• Instructions for the task: Repeat exactly, and only, the lines below starting at the line that contains "Target: metal railing" and ending at the line that contains "# test: pointer returns one pin per instance of the shrub", inclusive of both.

Dataset records Start Marker

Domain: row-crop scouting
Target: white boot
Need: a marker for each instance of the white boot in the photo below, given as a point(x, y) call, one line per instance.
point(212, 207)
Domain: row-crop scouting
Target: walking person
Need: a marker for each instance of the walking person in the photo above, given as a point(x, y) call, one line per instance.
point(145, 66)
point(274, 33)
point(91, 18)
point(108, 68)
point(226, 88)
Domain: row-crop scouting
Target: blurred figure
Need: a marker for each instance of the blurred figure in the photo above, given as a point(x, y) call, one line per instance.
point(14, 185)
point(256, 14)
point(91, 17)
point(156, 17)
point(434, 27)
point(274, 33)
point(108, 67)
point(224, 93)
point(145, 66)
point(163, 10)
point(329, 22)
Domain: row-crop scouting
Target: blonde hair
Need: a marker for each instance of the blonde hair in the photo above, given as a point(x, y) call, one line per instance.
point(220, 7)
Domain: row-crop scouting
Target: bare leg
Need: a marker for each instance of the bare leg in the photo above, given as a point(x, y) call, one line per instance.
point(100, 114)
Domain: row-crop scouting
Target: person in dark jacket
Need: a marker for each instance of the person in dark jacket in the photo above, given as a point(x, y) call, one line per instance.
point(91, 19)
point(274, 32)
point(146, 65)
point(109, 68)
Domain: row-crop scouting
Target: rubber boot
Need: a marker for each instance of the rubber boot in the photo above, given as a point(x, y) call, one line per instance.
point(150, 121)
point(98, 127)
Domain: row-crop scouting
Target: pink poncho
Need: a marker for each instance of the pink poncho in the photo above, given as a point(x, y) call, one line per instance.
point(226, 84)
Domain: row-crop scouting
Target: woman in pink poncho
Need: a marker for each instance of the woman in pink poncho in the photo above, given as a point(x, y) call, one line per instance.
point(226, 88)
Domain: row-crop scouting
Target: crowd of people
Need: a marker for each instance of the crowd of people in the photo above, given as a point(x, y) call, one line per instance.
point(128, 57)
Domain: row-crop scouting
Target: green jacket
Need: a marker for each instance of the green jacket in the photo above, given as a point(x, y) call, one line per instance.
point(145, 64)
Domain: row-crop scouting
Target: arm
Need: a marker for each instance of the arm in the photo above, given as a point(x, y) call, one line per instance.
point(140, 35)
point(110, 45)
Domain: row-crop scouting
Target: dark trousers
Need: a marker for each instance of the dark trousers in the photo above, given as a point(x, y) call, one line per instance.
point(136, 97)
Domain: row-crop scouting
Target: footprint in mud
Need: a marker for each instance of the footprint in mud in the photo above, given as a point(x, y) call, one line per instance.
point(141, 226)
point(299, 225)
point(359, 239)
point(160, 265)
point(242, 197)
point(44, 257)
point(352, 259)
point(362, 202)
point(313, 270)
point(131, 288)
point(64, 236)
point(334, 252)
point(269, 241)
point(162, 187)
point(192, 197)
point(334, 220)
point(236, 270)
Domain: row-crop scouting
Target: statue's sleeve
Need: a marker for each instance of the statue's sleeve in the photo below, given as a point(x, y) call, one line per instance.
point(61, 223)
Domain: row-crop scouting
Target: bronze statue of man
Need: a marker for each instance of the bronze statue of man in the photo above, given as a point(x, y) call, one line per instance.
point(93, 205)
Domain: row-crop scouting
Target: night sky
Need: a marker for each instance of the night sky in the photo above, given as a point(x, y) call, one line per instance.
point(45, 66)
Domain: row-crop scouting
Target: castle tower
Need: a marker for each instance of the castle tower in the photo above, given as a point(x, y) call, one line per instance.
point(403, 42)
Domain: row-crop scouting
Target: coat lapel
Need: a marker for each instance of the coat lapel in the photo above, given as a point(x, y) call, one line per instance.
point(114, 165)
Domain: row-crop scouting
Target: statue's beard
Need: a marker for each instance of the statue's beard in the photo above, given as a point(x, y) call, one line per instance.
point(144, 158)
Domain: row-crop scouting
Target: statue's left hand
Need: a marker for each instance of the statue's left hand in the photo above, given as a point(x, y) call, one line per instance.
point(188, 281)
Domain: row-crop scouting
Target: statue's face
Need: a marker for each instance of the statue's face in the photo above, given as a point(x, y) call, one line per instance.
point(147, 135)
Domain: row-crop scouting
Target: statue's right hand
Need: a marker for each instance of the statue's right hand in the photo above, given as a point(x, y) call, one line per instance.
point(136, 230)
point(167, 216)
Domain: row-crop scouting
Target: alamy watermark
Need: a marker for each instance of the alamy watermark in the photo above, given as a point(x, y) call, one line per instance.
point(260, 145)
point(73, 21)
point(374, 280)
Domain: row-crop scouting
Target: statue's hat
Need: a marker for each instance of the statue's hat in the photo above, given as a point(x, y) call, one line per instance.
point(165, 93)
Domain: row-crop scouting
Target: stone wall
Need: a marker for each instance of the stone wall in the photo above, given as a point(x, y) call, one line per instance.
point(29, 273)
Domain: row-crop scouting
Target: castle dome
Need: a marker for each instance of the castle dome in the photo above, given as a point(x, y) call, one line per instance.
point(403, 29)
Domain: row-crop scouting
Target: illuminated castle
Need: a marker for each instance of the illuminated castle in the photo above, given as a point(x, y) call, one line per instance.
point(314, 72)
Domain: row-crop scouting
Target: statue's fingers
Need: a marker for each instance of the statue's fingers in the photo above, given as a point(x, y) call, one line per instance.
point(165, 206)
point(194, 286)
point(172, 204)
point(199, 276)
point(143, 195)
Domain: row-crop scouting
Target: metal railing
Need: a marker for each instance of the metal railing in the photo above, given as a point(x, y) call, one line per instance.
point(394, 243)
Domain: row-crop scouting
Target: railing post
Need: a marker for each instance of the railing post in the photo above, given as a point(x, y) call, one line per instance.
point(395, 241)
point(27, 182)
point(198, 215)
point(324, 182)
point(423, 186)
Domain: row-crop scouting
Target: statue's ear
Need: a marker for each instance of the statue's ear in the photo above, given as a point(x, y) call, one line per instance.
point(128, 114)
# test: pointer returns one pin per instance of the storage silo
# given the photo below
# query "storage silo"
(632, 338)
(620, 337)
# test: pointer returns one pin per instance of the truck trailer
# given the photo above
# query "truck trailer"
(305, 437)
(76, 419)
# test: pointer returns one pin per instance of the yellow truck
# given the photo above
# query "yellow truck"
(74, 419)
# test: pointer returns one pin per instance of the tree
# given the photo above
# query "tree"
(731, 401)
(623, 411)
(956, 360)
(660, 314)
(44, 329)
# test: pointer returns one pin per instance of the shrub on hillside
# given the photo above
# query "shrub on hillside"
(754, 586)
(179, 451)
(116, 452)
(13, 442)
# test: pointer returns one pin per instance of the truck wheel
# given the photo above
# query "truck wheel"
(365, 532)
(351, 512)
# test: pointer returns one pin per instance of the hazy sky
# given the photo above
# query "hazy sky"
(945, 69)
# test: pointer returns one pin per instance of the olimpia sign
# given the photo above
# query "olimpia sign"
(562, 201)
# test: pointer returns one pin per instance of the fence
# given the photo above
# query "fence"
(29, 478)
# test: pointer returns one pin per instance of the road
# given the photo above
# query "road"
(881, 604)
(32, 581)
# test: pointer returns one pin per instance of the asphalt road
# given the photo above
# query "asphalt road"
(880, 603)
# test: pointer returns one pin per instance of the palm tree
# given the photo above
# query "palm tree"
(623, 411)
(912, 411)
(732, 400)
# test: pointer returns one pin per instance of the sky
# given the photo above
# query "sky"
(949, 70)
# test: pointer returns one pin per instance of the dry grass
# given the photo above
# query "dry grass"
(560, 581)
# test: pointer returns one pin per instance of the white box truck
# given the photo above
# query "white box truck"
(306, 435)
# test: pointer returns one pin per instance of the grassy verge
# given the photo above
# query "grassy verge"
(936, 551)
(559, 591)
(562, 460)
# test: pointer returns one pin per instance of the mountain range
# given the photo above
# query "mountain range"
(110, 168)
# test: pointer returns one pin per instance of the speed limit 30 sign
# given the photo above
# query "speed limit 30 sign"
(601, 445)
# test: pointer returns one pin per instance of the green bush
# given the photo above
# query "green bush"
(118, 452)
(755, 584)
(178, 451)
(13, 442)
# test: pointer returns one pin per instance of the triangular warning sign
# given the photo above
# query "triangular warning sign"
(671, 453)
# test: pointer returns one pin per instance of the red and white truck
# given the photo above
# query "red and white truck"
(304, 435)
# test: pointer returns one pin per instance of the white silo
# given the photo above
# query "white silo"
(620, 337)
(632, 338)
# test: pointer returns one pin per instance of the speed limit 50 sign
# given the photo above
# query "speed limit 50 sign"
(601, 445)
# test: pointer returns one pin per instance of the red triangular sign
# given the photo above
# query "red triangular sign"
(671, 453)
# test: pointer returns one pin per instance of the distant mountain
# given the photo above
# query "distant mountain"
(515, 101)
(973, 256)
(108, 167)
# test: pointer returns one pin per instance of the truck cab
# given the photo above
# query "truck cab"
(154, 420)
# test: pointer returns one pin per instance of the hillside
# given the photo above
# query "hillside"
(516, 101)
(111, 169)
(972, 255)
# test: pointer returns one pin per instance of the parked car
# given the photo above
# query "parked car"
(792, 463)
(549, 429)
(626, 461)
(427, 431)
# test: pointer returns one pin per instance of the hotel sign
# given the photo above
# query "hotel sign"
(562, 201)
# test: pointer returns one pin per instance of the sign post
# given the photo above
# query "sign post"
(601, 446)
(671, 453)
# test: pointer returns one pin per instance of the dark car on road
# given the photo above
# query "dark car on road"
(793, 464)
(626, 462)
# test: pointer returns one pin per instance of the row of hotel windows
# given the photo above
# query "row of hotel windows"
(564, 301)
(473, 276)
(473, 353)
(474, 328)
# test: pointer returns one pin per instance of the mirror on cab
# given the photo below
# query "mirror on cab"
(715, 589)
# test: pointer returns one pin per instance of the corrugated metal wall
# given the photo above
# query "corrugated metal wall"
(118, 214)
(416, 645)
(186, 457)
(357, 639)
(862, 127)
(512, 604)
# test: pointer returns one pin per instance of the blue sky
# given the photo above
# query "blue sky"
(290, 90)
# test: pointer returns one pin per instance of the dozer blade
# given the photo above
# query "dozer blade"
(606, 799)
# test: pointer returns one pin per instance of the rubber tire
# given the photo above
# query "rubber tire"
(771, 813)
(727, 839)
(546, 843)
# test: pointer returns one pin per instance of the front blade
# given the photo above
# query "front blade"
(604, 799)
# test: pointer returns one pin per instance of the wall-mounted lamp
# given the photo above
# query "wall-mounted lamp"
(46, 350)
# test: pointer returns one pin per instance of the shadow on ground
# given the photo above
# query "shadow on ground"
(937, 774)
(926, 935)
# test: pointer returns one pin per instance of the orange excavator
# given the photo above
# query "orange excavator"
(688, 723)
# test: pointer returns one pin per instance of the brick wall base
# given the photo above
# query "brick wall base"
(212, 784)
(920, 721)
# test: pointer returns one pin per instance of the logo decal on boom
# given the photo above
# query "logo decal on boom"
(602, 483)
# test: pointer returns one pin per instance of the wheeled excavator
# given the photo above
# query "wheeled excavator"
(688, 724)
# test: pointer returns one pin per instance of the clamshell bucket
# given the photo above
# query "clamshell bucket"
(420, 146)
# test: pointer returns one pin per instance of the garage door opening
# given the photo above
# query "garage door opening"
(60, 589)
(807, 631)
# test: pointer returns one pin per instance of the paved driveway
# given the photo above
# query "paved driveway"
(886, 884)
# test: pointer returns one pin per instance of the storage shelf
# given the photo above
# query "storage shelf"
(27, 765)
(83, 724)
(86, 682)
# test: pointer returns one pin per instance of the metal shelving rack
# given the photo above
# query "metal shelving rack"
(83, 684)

Dataset records End Marker

• Answer to the problem:
Target: metal railing
Need: a marker for each instance of the metal railing in the photo above, given as a point(x, y) call, one line per instance.
point(394, 243)
Domain: row-crop scouting
Target: railing post
Need: a marker for each instance of the railing post in the photo above, given as a point(x, y) call, one line per instance.
point(395, 241)
point(27, 182)
point(198, 215)
point(324, 182)
point(423, 186)
Domain: row-crop scouting
Target: statue's ear
Need: a marker for each instance of the statue's ear in the photo above, given as a point(x, y) call, one line per instance.
point(128, 114)
# test: pointer returns one pin per instance of the storage silo
# given the photo below
# query "storage silo"
(632, 338)
(620, 337)
# test: pointer returns one pin per instance of the truck trailer
# given the photo above
# query "truck trailer"
(305, 437)
(76, 419)
# test: pointer returns one pin per instance of the yellow truck
# given the photo above
# query "yellow truck"
(74, 419)
# test: pointer returns one pin per instance of the tree
# given the photo above
# query "tree"
(731, 401)
(623, 411)
(956, 360)
(660, 314)
(44, 329)
# test: pointer returns one pin per instance of the shrub on hillside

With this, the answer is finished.